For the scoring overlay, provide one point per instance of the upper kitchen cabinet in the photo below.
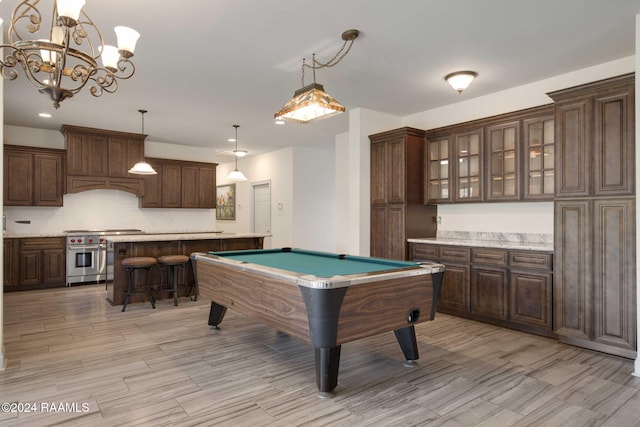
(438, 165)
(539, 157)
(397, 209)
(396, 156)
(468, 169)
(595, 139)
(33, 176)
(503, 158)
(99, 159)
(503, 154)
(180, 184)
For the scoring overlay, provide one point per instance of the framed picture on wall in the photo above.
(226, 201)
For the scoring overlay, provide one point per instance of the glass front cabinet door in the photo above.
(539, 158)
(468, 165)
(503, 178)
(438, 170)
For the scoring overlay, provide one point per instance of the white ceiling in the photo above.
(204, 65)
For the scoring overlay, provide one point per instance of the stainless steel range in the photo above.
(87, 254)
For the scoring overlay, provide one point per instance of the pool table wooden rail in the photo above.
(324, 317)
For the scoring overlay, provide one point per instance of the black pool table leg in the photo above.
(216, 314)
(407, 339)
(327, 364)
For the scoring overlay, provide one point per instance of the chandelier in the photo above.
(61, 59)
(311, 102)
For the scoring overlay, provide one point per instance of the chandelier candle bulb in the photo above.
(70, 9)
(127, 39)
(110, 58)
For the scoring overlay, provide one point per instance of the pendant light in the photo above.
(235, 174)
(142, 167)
* * *
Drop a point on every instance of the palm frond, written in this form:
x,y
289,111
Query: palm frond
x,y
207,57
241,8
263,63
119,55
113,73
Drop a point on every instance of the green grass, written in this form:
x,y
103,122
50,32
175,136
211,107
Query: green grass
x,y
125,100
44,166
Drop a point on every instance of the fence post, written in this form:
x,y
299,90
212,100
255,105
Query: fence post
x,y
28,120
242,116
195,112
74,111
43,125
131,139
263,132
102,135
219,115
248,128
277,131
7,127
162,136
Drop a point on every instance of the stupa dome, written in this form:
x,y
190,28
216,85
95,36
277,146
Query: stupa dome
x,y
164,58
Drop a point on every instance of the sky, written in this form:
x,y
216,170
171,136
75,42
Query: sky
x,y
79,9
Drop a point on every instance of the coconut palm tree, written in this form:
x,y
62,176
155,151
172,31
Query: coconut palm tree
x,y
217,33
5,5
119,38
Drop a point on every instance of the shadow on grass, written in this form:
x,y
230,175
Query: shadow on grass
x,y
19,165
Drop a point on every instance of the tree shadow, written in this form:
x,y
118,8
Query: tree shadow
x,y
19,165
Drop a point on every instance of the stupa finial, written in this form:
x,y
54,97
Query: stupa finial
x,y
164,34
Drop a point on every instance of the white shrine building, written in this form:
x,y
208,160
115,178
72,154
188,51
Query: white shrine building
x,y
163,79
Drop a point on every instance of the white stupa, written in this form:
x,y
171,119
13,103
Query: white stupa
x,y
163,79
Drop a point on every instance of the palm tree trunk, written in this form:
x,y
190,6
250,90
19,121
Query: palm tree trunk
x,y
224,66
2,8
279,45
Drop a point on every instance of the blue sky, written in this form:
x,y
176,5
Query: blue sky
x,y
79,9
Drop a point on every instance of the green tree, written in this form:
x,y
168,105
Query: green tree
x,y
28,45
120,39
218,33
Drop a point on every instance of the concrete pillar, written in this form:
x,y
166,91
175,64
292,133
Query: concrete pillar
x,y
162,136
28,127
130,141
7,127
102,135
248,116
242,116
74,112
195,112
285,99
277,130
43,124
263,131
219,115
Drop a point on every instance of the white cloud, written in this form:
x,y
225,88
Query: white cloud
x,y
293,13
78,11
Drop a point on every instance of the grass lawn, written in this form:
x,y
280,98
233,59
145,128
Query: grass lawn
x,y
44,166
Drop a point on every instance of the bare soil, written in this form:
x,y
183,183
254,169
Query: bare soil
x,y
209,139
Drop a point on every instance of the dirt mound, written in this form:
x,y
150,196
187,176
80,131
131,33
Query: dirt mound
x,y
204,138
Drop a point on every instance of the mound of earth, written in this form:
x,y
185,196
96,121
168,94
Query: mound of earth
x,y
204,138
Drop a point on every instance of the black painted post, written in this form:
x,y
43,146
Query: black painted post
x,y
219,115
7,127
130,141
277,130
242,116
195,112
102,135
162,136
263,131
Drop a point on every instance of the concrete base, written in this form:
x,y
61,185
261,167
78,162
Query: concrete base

TASK TO COMPLETE> Everything from the line containing "Drop a point on every instance of the black" through the line containing "Query: concrete base" in the material above should be retyped exactly, both ends included, and nothing more.

EXERCISE OUTPUT>
Drop a point on every instance of the black painted post, written in this form:
x,y
43,146
Query: black painted post
x,y
219,115
7,127
130,141
277,130
242,116
195,112
102,135
162,136
263,131
Drop a point on every instance of the concrete base, written in this form:
x,y
61,185
261,167
78,162
Query: concrete base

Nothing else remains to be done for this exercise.